___ Extract provided ___
# How to Avoid Blown out Sky



## linpelk (May 14, 2009)

Sometimes I will be taking a photo in the open shade and the background or sky will be blown out. If I expose for the sky, then my subject will be underexposed.  Is there any way to avoid this.  I know that shooting when the sun isn't so harsh would be helpful, but sometimes I can't avoid it.  Here is an example:


----------



## KmH (May 14, 2009)

Graduated Neutral Density filters is one.

The other is to expose for the background and use a speedlight to balance the exposure on your subject.


----------



## ANDS! (May 14, 2009)

On its own, no your camera can't avoid it.  It doesn't have the dynamic light range that our own eyeballs do.  Even if you aren't shooting in a "harsh" sunlit environment, you may still find your shots blown out because the range is still too much.  So if you only have your camera, you have to decide what in your picture is worth the most.

However there are "tools" that exist to help you out.  One is the Graduated Nuetral Density Filter.  You will also see standard Neutral Density filters, but those wouldn't help you.  The "graduated" version has a graduation of the filter from the outer edge (where the sky would be) to the center of the filter.  This way you can let less light come in from the top part of your picture, and let the proper amount of light in from the rest.

The other option is a dedicated flash unit.  Nikon calls theirs Speedlights, Canon Speedlite - original I know.  Slap one on your camera, and you will then be able to expose for the sun, and STILL fire off enough flash to illuminate your imediate subject.


----------



## noritje (May 15, 2009)

ANDS! said:


> On its own, no your camera can't avoid it.  It doesn't have the dynamic light range that our own eyeballs do.  Even if you aren't shooting in a "harsh" sunlit environment, you may still find your shots blown out because the range is still too much.  So if you only have your camera, you have to decide what in your picture is worth the most.
> 
> However there are "tools" that exist to help you out.  One is the Graduated Nuetral Density Filter.  You will also see standard Neutral Density filters, but those wouldn't help you.  The "graduated" version has a graduation of the filter from the outer edge (where the sky would be) to the center of the filter.  This way you can let less light come in from the top part of your picture, and let the proper amount of light in from the rest.
> 
> The other option is a dedicated flash unit.  Nikon calls theirs Speedlights, Canon Speedlite - original I know.  Slap one on your camera, and you will then be able to expose for the sun, and STILL fire off enough flash to illuminate your imediate subject.



Ok here is another noobs Q. 
That graduated ND filter, my lens rotate when focusing, so having that on while focusing isn't working well... so I think you will need to readjust it after focusing? Would your focus sorta 'screwed' aftwerwards? Or do you have a way to do this? 

Well, apart from getting lens that doesn't rotate  

PS: Maybe I get confused on the filters and talking about the wrong filter, so please excuse me if I did.


----------



## TamiyaGuy (May 15, 2009)

Provided your Grad ND filter is a square-type (in my opinion, screw-in round GND filters are kinda pointless), you can just rotate it after focusing. However, I'm not sure a Grad ND filter would help there; a lot more than just the sky is blown out. Instead, I'd recommend manually using your flash, Exposure Lock for the sky, re-compose, and shoot. You may or may not need to stop down your aperture to prevent over-exposure because of your DSLR's flash sync speed.
___ Data shown ___
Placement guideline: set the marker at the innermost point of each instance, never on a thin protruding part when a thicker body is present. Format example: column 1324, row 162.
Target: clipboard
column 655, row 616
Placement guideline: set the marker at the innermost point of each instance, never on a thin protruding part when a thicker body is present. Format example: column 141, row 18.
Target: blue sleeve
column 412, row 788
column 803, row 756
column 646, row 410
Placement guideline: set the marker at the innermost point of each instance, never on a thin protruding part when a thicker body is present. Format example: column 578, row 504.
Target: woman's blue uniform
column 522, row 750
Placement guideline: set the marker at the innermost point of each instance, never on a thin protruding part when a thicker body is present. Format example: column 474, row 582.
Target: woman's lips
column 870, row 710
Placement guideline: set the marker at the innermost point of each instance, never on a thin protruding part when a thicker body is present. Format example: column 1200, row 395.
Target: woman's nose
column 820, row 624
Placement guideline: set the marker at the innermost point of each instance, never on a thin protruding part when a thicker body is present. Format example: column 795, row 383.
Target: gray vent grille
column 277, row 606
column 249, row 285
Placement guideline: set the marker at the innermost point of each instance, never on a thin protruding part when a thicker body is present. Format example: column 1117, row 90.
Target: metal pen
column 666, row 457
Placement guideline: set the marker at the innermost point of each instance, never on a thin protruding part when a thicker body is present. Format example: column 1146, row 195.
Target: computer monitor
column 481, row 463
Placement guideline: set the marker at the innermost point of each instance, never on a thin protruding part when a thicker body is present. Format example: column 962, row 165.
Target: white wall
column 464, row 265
___
## Jobs
**1)** Swap "focusing" for "zooming" in the forum thread on blown-out skies, then write out the passage starting at "Ok here is another" and ending at "me if I did.".
**2)** In the forum thread on blown-out skies, what name does Canon give its dedicated flash units?

## Solutions for each task
**1)**
Ok here is another noobs Q. 
That graduated ND filter, my lens rotate when zooming, so having that on while zooming isn't working well... so I think you will need to readjust it after zooming? Would your focus sorta 'screwed' aftwerwards? Or do you have a way to do this? 

Well, apart from getting lens that doesn't rotate  

PS: Maybe I get confused on the filters and talking about the wrong filter, so please excuse me if I did.

**2)** Speedlite